Given exercise
Format the items below as a two-column CSV with the headers item_text and answer, one row per item, and put each item's text and its answer into a single quoted field apiece with line breaks turned into spaces. Leave the pictures out.
################
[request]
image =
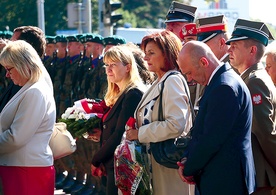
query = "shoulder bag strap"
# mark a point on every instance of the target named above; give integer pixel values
(160, 113)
################
Worked answer
item_text,answer
"[request] image = query = ""shoulder bag strap"" # mark a point on every instance of the target named above; give integer pixel values","(160, 113)"